_What you will do_
(a) Answer these questions from the interview transcript:
(i) Which team does Fifield say he supports?
(ii) Who urged the Coalition to back policies more like One Nation's?
(iii) In which state does Fifield say the footloose vote on the right is particularly present?
(b) According to the interview transcript, why does Fifield say secure borders matter to the party's stance on immigration?
(c) Extend the interview transcript past its final exchange.

Karvelas
SkyNews Melbourne
7:00 PM
2 October 2016
E & OE
KARVELAS:
Mitch Fifield do you know of another thing happening right now?
FIFIELD:
I don’t.
KARVELAS:
Why would we?
FIFIELD:
I was so excited yesterday. What a fantastic story for the Western Bulldogs. I’m a Hawthorn supporter so I didn’t think I would feel emotionally invested in the match but I couldn’t help myself.
KARVELAS:
I was born in Footscray so I had a soft spot, but we’re a Sydney Swans family, so to be perfectly honest with you, not a good outcome for the children.
FIFIELD:
No.
KARVELAS:
Not a good end.
FIFIELD:
No, conflicted.
KARVELAS:
And that booing. They were very nasty to the Swans.
FIFIELD:
I think that was entirely predictable.
KARVELAS:
And it worked.
FIFIELD:
You’ve got a Victorian team against an interstate team in the Grand Final. There will be a bit of passion expressed.
KARVELAS:
Just a bit, it wasn’t polite.
Let’s get to the politics. Liberal Senator Cory Bernardi has urged the Coalition to support policies more like One Nation, should you be doing that? Is that a good idea?
FIFIELD:
We have our own policy agenda. We have our own vision for the nation. And that’s what we should pursue.
As you know we are very focused on the business of budget repair. We’ve had some success with the passage of the omnibus bill.
As a party we warmly embrace immigration, but we recognise that what the Australian people expect is that you have secure borders. And when you have secure borders then the Australian people are much more comfortable with a high immigration intake.
But we’ve got our plan and we should pursue it.
KARVELAS:
He says the reason you should embrace these policies is to reconnect with voters. Do you need to reconnect with voters?
FIFIELD:
You’ve constantly got to earn the trust of the Australian people. It’s not something that you just do during the course of an election campaign. It’s something that you have to do day in, day out as a Member of Parliament. And day in, day out as a Government.
KARVELAS:
Do you agree with his thesis though, that you need to have these, kind of I suppose you have to say more right wing policies, harder line on immigration, harder line on Muslims, to try to appeal to this base. This base that is leaving you?
FIFIELD:
Well I don’t accept that our base is leaving us. We won the election. It was a tightly fought contest.
But something that we also have to recognise is that there is always a bit of a footloose vote on the right of politics, particularly in Queensland. It manifests itself in different ways. We saw the Joh for PM exercise, we had the first iteration of Pauline Hanson and One Nation, the Palmer United Party, Pauline Hanson again, returning to the Parliament. So there is always a bit of a footloose vote.
And what we want to do, as a Coalition, is have a broad appeal. And the Liberal Party and the National Party working together in Coalition I think provides very broad appeal for the Australian community.
KARVELAS:
Of course Victorian voters and you’re a Victorian Senator, demand something very different to what Cory Bernardi is calling for.
Does that concern you? Is that why you’re arguing for the sort of centre ground, centre right ground. That actually across the country the story is a different one?
FIFIELD:
Elections are always fought and won in the centre. I think on occasion, commentators forget the fact, and I certainly know the opposition forget the fact, that we actually won the election.

(Location annotation dataset excerpts)
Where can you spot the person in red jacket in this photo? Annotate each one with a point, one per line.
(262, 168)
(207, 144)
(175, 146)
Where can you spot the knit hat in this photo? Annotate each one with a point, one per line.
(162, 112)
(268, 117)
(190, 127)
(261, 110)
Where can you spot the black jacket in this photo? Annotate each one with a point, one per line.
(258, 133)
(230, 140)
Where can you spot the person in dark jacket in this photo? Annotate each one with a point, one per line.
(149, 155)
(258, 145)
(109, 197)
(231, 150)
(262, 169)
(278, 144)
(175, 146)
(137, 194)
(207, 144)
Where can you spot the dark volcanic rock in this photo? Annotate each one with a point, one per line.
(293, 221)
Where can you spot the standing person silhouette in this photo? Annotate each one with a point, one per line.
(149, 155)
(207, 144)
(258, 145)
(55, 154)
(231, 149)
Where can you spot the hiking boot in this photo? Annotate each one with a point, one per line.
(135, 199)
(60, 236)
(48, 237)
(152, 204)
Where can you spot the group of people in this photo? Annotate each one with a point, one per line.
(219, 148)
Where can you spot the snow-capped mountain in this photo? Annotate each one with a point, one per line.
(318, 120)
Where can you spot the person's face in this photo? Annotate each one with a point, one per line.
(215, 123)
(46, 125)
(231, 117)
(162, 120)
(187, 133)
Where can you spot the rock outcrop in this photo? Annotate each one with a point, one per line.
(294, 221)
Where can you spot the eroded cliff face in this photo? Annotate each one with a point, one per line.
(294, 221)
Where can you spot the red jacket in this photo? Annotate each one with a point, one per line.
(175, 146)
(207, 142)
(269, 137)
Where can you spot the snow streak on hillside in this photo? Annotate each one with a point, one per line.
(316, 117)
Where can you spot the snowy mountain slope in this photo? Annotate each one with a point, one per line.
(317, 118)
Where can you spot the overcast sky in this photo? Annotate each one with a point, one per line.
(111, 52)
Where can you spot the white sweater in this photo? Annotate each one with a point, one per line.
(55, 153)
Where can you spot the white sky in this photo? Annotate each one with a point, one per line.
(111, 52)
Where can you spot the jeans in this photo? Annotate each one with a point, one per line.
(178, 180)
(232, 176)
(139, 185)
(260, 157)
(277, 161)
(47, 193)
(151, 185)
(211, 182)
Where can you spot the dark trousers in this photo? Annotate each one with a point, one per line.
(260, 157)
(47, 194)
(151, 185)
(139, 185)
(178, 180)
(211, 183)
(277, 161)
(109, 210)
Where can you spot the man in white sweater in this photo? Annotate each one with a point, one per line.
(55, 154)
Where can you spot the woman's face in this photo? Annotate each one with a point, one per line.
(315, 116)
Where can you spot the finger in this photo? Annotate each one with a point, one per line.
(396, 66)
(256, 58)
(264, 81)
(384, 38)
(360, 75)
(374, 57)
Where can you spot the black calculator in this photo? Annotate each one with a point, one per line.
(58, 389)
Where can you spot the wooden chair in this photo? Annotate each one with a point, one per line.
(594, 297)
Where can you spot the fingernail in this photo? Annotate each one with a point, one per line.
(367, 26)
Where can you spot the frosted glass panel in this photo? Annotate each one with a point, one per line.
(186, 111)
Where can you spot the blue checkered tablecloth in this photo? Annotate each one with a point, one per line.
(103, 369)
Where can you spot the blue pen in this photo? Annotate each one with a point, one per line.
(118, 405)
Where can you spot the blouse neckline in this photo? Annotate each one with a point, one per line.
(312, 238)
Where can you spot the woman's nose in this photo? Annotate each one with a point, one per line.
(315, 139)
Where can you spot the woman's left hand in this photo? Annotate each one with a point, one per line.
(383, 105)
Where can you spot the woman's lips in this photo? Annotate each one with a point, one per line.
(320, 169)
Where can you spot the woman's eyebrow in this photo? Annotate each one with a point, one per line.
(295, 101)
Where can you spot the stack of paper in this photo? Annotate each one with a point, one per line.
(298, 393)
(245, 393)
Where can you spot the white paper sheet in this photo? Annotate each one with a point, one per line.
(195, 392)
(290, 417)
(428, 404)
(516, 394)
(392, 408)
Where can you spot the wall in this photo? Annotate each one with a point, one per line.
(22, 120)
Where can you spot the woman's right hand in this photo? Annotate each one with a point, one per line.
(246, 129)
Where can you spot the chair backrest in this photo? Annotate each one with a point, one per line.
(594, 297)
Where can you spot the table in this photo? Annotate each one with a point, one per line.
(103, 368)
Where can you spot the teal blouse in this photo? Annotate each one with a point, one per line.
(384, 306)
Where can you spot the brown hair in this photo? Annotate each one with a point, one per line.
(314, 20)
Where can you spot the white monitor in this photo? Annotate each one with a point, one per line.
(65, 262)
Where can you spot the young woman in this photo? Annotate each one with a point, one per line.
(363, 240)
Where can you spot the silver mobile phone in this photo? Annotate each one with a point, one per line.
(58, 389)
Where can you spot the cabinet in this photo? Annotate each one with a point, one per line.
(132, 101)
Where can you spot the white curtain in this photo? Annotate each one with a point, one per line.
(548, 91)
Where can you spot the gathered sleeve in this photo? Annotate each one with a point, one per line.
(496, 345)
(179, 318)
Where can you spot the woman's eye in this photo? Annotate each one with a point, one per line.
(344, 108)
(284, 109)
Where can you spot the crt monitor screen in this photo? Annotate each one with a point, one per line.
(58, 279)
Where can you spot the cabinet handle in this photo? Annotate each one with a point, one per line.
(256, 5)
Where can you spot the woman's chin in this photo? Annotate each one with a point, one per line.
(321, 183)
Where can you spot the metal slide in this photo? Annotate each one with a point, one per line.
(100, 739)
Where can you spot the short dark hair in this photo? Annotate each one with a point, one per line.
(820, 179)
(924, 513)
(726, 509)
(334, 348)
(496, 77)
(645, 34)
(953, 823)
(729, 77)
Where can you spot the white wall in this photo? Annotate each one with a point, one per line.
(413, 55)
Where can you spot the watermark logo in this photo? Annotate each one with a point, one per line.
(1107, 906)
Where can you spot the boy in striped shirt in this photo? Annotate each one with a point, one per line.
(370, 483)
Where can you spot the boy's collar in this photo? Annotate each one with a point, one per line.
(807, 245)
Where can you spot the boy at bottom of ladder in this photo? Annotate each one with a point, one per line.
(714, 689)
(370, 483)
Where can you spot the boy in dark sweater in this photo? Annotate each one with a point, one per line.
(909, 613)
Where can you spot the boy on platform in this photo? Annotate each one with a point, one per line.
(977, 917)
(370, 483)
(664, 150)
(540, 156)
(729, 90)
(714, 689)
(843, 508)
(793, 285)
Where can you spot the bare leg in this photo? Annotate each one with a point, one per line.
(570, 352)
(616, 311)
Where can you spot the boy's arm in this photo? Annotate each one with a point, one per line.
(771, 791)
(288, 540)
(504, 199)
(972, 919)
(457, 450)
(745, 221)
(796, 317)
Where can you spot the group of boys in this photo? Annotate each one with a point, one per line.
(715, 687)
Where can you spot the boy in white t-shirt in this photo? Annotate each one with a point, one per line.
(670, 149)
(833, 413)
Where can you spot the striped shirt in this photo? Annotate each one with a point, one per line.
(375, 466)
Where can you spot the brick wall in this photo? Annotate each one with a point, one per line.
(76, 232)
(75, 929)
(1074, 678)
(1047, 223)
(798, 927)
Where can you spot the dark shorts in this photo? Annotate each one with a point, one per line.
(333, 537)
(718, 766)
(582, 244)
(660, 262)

_Answer set_
(a)
(i) Hawthorn.
(ii) Liberal Senator Cory Bernardi.
(iii) Queensland.

(b) Fifield says the Australian people expect secure borders. When borders are secure, they are much more comfortable with a high immigration intake.

(c)
We are governing. We are getting on with the people’s business.
KARVELAS:
How do you explain Newspoll?
Because you’ve had a couple of wins, absolutely significant wins in my view. Omnibus Bill, absolutely significant. Super changes, backpacker changes that you’ve articulated now. You’re clearly getting some runs of the board but you’re not being rewarded for it. Why not?
FIFIELD:
It’s early days in a new term of Parliament. We’re not looking at the polls. What we want to do is good policy. And I think John Howard was absolutely right when he was Prime Minister and he would constantly say that good policy is good politics.
If you get the policy right, if the Australian public are convinced that you’re pursuing their interest, rather than your own, then ultimately that’s recognised at the ballot box.
KARVELAS:
Did you look at the results of that Newspoll into the Plebiscite?
FIFIELD:
I saw them in the paper, yes.
KARVELAS:
There seems to be almost a fifty-fifty split of your own Coalition voters who half support the Plebiscite and half support Parliamentary vote. Does that concern you?
FIFIELD:
We took our plebiscite proposition to the election. It was a very clear policy. No one was in any doubt what it was.
We took it to the election. We won. We are now duty bound to seek to give effect to our election commitment. Which is what we’re doing.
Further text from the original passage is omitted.